• DIRECTIONS FOR THIS TASK: Each line from the one that holds "Target: woman's left arm" to the end of the records is to be retyped exactly. Pictures are not part of the copy.

• STORED ROWS:

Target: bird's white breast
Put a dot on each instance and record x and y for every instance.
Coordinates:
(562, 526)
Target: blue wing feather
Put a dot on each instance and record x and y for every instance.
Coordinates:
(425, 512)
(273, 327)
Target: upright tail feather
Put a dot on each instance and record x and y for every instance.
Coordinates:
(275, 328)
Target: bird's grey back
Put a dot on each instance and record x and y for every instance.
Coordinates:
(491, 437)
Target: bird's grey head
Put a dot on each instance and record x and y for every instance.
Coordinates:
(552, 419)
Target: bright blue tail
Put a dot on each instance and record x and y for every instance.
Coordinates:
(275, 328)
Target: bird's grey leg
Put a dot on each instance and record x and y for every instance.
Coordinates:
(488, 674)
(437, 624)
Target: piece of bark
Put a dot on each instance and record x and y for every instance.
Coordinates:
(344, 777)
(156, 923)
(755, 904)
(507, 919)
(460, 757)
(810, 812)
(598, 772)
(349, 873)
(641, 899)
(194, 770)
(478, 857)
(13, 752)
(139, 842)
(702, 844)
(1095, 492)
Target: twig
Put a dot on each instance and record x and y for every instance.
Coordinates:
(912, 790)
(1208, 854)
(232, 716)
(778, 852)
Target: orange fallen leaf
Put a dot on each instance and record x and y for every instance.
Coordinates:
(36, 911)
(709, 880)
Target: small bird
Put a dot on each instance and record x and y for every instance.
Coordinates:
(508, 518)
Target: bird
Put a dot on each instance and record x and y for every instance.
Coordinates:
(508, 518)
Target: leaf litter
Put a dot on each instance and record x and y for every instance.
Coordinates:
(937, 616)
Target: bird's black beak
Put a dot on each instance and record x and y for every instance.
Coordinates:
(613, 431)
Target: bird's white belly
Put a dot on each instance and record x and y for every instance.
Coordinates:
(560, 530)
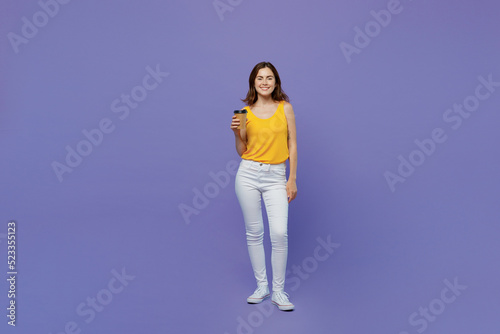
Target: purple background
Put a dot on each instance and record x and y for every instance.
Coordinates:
(119, 209)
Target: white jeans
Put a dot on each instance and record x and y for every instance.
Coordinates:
(254, 179)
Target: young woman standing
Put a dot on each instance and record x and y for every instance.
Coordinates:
(268, 140)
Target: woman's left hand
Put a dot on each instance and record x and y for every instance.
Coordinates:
(291, 190)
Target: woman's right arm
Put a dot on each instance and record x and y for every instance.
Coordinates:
(239, 136)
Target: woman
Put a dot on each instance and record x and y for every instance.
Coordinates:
(268, 140)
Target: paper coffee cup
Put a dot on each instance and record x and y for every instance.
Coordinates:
(242, 116)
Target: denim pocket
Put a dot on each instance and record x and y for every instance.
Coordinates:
(279, 171)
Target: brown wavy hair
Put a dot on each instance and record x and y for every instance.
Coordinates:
(278, 94)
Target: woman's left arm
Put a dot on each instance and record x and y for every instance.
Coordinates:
(291, 185)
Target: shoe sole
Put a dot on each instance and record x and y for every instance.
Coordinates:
(257, 300)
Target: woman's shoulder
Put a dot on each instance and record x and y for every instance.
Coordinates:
(287, 106)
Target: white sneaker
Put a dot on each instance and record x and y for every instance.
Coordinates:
(280, 299)
(261, 293)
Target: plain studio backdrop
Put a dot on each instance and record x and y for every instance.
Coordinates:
(118, 163)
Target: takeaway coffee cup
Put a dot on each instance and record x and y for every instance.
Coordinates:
(242, 116)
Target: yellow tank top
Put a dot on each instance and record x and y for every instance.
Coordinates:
(267, 139)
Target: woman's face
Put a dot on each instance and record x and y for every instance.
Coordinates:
(265, 82)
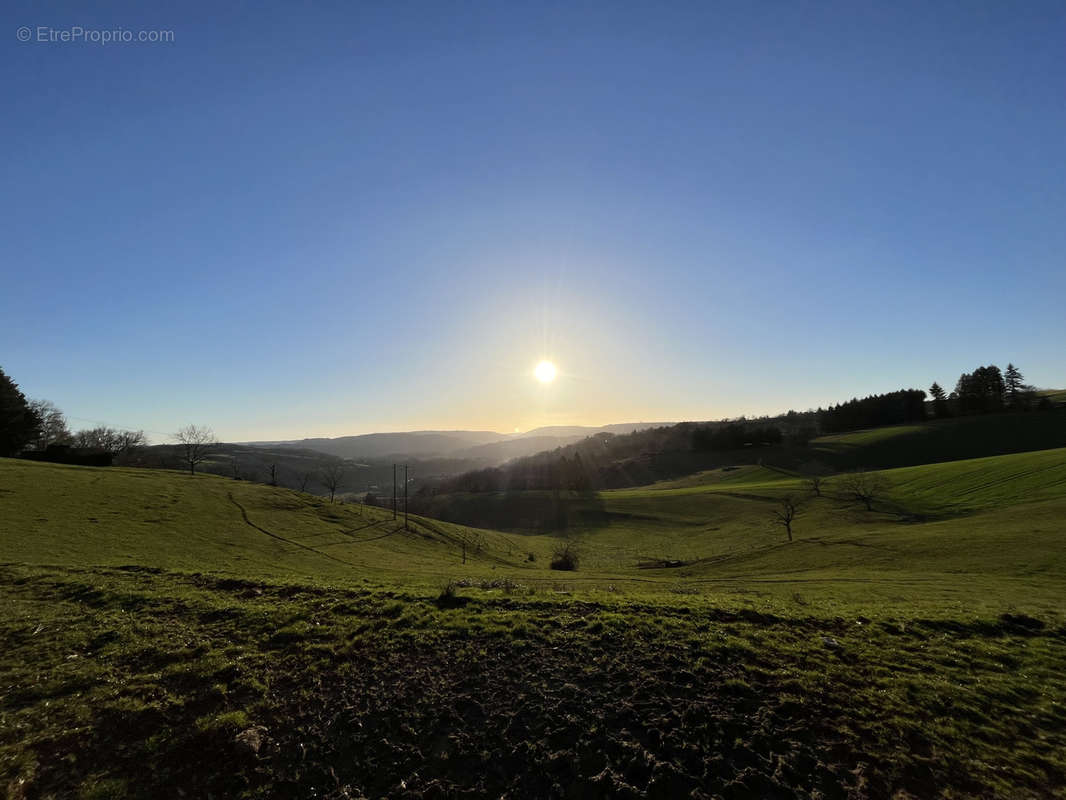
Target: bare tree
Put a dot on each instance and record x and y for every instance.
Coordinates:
(330, 478)
(196, 445)
(109, 440)
(787, 511)
(865, 486)
(53, 429)
(127, 442)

• THE ANSWER:
Target: woman's left arm
Put a dot on each instance and record x and y for every instance.
Coordinates:
(291, 185)
Target: shoe sole
Put a dot on each instance and record x and y for every instance.
Coordinates:
(257, 300)
Target: woman's shoulder
Put a dot on each instance and record x and y for every instance.
Coordinates:
(287, 106)
Target: white sneaker
Put a dot on each instance and record x and y for every instance.
Coordinates:
(280, 299)
(261, 293)
Target: plain studio backdrop
Put a dot on each instance and record x and y for every instance.
Coordinates:
(118, 163)
Target: takeaway coffee cup
Put a dot on each instance and record x and y for every instance.
Coordinates:
(242, 116)
Target: yellow tank top
Put a dot on each instance and record x and y for every instance.
Coordinates:
(267, 139)
Target: woman's face
Put a dot on each instance and record x and y for every instance.
Coordinates:
(265, 82)
Target: bare tree
Put a dot on each instance and record x and y for every instance.
Coordinates:
(330, 478)
(196, 445)
(109, 440)
(787, 511)
(865, 486)
(53, 429)
(127, 442)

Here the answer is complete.